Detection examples
★ ★ ★ ★ ★ ★ ★
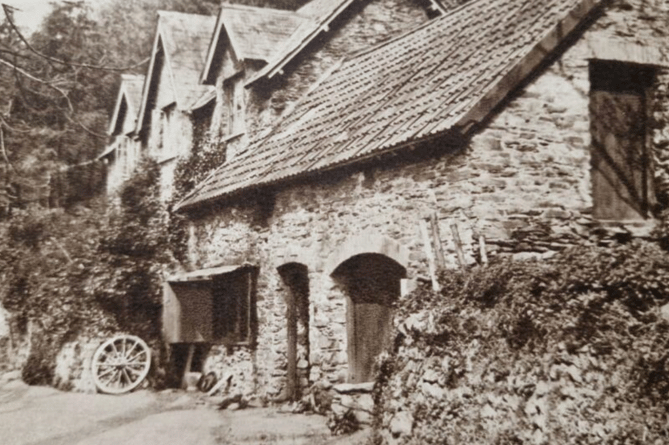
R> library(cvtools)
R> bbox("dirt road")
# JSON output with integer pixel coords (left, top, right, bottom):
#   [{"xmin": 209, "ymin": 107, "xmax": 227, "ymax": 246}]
[{"xmin": 0, "ymin": 374, "xmax": 360, "ymax": 445}]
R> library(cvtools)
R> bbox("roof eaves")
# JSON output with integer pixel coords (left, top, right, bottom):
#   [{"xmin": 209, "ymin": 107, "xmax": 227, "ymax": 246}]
[
  {"xmin": 107, "ymin": 83, "xmax": 128, "ymax": 136},
  {"xmin": 246, "ymin": 0, "xmax": 355, "ymax": 87},
  {"xmin": 200, "ymin": 7, "xmax": 224, "ymax": 85},
  {"xmin": 135, "ymin": 19, "xmax": 165, "ymax": 134},
  {"xmin": 452, "ymin": 0, "xmax": 606, "ymax": 134}
]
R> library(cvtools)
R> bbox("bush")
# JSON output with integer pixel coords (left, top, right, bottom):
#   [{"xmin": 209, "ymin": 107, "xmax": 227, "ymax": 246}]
[
  {"xmin": 375, "ymin": 241, "xmax": 669, "ymax": 445},
  {"xmin": 0, "ymin": 156, "xmax": 172, "ymax": 385}
]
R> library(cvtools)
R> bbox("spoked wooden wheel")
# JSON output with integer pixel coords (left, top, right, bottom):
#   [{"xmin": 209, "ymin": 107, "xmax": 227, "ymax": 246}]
[{"xmin": 91, "ymin": 335, "xmax": 151, "ymax": 394}]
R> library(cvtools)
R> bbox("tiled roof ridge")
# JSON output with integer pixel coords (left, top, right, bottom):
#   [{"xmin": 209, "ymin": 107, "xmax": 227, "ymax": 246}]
[
  {"xmin": 177, "ymin": 0, "xmax": 605, "ymax": 210},
  {"xmin": 345, "ymin": 0, "xmax": 486, "ymax": 62},
  {"xmin": 221, "ymin": 3, "xmax": 309, "ymax": 19},
  {"xmin": 246, "ymin": 0, "xmax": 356, "ymax": 86},
  {"xmin": 157, "ymin": 9, "xmax": 216, "ymax": 17},
  {"xmin": 121, "ymin": 73, "xmax": 146, "ymax": 80}
]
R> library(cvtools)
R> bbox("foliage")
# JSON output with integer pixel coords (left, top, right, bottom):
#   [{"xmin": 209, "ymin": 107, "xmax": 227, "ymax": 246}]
[
  {"xmin": 0, "ymin": 156, "xmax": 171, "ymax": 384},
  {"xmin": 376, "ymin": 241, "xmax": 669, "ymax": 444}
]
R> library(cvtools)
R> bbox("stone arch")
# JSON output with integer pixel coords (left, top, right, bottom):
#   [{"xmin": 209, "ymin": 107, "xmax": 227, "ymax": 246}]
[
  {"xmin": 324, "ymin": 234, "xmax": 409, "ymax": 278},
  {"xmin": 325, "ymin": 236, "xmax": 409, "ymax": 383},
  {"xmin": 277, "ymin": 256, "xmax": 310, "ymax": 400}
]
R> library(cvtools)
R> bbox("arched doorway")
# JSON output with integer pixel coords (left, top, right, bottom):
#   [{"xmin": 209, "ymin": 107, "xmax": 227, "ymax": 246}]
[
  {"xmin": 277, "ymin": 263, "xmax": 310, "ymax": 400},
  {"xmin": 331, "ymin": 238, "xmax": 408, "ymax": 383}
]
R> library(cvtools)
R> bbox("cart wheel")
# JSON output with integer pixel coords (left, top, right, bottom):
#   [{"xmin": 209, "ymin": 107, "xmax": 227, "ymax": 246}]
[{"xmin": 91, "ymin": 335, "xmax": 151, "ymax": 394}]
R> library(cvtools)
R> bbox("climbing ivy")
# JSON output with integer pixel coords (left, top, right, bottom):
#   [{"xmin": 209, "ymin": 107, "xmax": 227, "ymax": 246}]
[{"xmin": 0, "ymin": 156, "xmax": 172, "ymax": 384}]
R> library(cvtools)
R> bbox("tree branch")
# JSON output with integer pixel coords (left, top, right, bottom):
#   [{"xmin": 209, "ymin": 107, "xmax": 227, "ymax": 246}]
[
  {"xmin": 0, "ymin": 126, "xmax": 16, "ymax": 172},
  {"xmin": 2, "ymin": 3, "xmax": 151, "ymax": 71}
]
★ ★ ★ ★ ★ ★ ★
# Goal
Skip the pictures and transcribe the rest of the records exactly.

# Solution
R> library(cvtools)
R> bbox("dirt road")
# JSON output with integer pixel coords (left, top, right, bottom):
#   [{"xmin": 209, "ymin": 107, "xmax": 227, "ymax": 246}]
[{"xmin": 0, "ymin": 374, "xmax": 360, "ymax": 445}]
R> library(cvtools)
R> bbox("roof eaves")
# JSON output with integer pixel coords (left, top, right, bottom):
#   [{"xmin": 209, "ymin": 107, "xmax": 227, "ymax": 246}]
[
  {"xmin": 107, "ymin": 83, "xmax": 128, "ymax": 136},
  {"xmin": 246, "ymin": 0, "xmax": 355, "ymax": 87},
  {"xmin": 200, "ymin": 7, "xmax": 224, "ymax": 85},
  {"xmin": 135, "ymin": 19, "xmax": 165, "ymax": 134},
  {"xmin": 452, "ymin": 0, "xmax": 606, "ymax": 134}
]
R> library(cvtools)
R> bbox("bush")
# JSON output with integer pixel coords (left, top, right, bottom):
#   [{"xmin": 209, "ymin": 107, "xmax": 227, "ymax": 246}]
[
  {"xmin": 375, "ymin": 241, "xmax": 669, "ymax": 445},
  {"xmin": 0, "ymin": 156, "xmax": 172, "ymax": 385}
]
R> library(cvtools)
R> bbox("spoked wooden wheel")
# JSON output with integer pixel coords (left, top, right, bottom):
#   [{"xmin": 209, "ymin": 107, "xmax": 227, "ymax": 246}]
[{"xmin": 91, "ymin": 335, "xmax": 151, "ymax": 394}]
R> library(cvtools)
R> bbox("tiled roof ridge")
# JSON output with integer pixel coords (left, top, right, bottom):
#   [{"xmin": 209, "ymin": 107, "xmax": 227, "ymax": 246}]
[
  {"xmin": 177, "ymin": 0, "xmax": 605, "ymax": 210},
  {"xmin": 345, "ymin": 0, "xmax": 486, "ymax": 62},
  {"xmin": 221, "ymin": 3, "xmax": 309, "ymax": 19},
  {"xmin": 246, "ymin": 0, "xmax": 356, "ymax": 86},
  {"xmin": 157, "ymin": 9, "xmax": 216, "ymax": 17},
  {"xmin": 121, "ymin": 73, "xmax": 146, "ymax": 80}
]
R> library(cvtools)
R> bbox("foliage")
# JSON output with integer pixel coords (left, top, right, bottom):
#   [{"xmin": 209, "ymin": 107, "xmax": 227, "ymax": 246}]
[
  {"xmin": 0, "ymin": 156, "xmax": 171, "ymax": 384},
  {"xmin": 376, "ymin": 241, "xmax": 669, "ymax": 444}
]
R> library(cvtools)
R> bbox("stone arch")
# JSON output with integer pixel coords (left, top, right, bottom):
#   [{"xmin": 209, "ymin": 107, "xmax": 227, "ymax": 246}]
[
  {"xmin": 324, "ymin": 234, "xmax": 409, "ymax": 278},
  {"xmin": 325, "ymin": 236, "xmax": 409, "ymax": 383},
  {"xmin": 277, "ymin": 256, "xmax": 310, "ymax": 400}
]
R> library(cvtools)
R> bbox("arched doorway")
# JSON output with integer pixel coords (left, top, right, bottom):
#   [{"xmin": 209, "ymin": 107, "xmax": 227, "ymax": 246}]
[
  {"xmin": 277, "ymin": 263, "xmax": 310, "ymax": 400},
  {"xmin": 331, "ymin": 238, "xmax": 408, "ymax": 383}
]
R> library(cvtools)
R> bbox("cart wheel")
# JSON output with integer pixel coords (left, top, right, bottom):
#   [{"xmin": 209, "ymin": 107, "xmax": 227, "ymax": 246}]
[{"xmin": 91, "ymin": 335, "xmax": 151, "ymax": 394}]
R> library(cvtools)
R> bbox("climbing ivy")
# JSON output with integer pixel coords (left, top, right, bottom):
#   [{"xmin": 209, "ymin": 107, "xmax": 227, "ymax": 246}]
[{"xmin": 0, "ymin": 156, "xmax": 172, "ymax": 384}]
R> library(cvtools)
R> bbox("tree branch")
# JSON output with integer pixel coords (left, top, right, bottom):
#   [{"xmin": 209, "ymin": 107, "xmax": 227, "ymax": 246}]
[
  {"xmin": 0, "ymin": 126, "xmax": 16, "ymax": 172},
  {"xmin": 2, "ymin": 3, "xmax": 151, "ymax": 71}
]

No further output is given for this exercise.